* WORK TASK *
In the entries below, find each line with the word "snow" and pull it out.

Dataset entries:
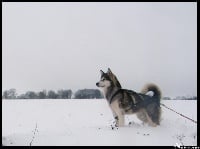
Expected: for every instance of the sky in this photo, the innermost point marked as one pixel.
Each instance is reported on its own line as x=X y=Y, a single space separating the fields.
x=65 y=45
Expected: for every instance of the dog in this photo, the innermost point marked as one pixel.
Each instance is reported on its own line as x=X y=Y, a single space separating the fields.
x=123 y=101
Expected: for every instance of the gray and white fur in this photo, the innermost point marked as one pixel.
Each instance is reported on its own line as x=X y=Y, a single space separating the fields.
x=123 y=101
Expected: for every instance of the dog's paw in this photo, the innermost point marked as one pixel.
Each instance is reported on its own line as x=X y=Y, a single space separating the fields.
x=114 y=127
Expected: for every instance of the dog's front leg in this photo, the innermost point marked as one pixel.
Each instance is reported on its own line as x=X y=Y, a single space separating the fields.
x=120 y=120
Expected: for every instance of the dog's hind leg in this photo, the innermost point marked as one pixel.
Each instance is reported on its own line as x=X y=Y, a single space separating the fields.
x=117 y=113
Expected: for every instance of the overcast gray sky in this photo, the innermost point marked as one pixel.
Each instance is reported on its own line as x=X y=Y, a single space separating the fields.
x=64 y=45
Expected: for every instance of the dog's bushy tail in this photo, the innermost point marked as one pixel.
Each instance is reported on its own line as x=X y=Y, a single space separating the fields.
x=154 y=111
x=154 y=88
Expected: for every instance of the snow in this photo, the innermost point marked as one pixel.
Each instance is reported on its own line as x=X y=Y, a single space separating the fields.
x=57 y=122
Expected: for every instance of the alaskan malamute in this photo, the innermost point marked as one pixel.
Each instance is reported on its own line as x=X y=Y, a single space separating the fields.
x=123 y=101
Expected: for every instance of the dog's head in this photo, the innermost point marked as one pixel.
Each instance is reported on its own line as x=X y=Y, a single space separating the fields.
x=108 y=79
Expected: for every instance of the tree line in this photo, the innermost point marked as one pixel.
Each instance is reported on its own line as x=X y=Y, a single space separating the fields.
x=51 y=94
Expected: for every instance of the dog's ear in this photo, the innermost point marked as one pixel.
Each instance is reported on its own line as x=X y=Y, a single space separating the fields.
x=101 y=72
x=109 y=71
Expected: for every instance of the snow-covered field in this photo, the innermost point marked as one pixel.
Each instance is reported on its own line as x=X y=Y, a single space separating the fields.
x=87 y=122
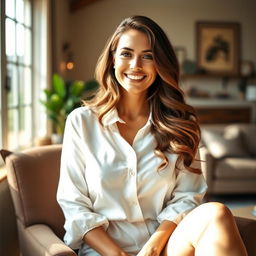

* SOLUTION TO THE EXERCISE *
Expected: for every instance of the snow in this photo, the innermost point marked as one pixel.
Expected: for every instance of the snow-covered field in this photo, the innermost point marked as one pixel.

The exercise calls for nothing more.